[WORK TASK]:
Wherever the line with "Target: denim jeans" sits in the listing below, transcribe from it up to and including the line with "Target: stone step", exactly, and leave the remaining lines out.

[SOURCE RECORDS]:
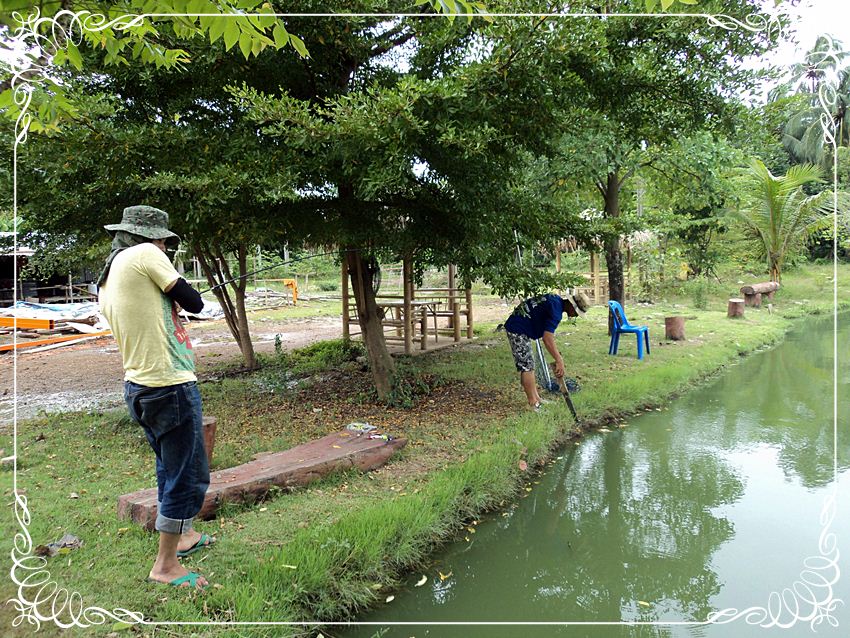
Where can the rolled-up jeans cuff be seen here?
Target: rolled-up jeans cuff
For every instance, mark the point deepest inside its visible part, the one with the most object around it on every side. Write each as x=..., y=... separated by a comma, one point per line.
x=172, y=525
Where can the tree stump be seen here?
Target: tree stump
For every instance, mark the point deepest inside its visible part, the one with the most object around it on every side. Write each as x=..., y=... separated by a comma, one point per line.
x=209, y=436
x=674, y=328
x=736, y=308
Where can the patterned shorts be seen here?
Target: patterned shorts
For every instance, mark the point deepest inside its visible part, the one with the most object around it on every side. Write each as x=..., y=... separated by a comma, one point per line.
x=521, y=349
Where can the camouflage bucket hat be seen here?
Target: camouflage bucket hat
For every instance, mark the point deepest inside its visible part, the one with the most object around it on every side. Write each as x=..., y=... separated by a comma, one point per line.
x=147, y=221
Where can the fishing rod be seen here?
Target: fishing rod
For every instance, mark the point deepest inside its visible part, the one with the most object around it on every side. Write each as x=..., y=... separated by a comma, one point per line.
x=285, y=263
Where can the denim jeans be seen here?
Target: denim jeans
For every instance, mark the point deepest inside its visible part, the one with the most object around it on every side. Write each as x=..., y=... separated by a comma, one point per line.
x=171, y=419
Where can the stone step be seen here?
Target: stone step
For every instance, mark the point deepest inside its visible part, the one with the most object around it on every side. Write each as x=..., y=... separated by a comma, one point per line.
x=251, y=481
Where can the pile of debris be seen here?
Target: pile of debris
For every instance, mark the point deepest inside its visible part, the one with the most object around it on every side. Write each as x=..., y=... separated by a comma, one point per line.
x=36, y=327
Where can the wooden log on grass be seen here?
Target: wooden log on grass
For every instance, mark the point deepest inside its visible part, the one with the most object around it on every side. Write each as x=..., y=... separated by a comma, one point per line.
x=735, y=308
x=674, y=328
x=253, y=481
x=753, y=293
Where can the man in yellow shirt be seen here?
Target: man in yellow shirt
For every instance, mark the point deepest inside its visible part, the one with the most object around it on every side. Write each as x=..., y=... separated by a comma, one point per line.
x=139, y=293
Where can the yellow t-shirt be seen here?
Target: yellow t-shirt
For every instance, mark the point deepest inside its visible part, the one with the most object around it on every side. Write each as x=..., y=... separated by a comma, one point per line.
x=154, y=345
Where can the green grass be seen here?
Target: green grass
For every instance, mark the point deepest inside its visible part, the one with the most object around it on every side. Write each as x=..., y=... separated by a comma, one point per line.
x=338, y=546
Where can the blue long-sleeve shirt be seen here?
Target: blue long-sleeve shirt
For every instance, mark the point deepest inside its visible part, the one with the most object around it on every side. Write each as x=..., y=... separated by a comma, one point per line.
x=535, y=316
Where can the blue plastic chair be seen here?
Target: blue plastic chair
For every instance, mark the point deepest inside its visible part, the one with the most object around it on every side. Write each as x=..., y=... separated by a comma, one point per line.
x=622, y=325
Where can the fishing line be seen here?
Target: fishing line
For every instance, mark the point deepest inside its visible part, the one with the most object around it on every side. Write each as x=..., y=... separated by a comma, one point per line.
x=285, y=263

[RESULT FOR THIS TASK]:
Target: denim jeans
For every instance, mark the point deepest inside its visible part, the one with the most object around it on every side. Write each as x=..., y=... separated by a comma, one point per line.
x=171, y=419
Where can the stone step be seen here?
Target: stone step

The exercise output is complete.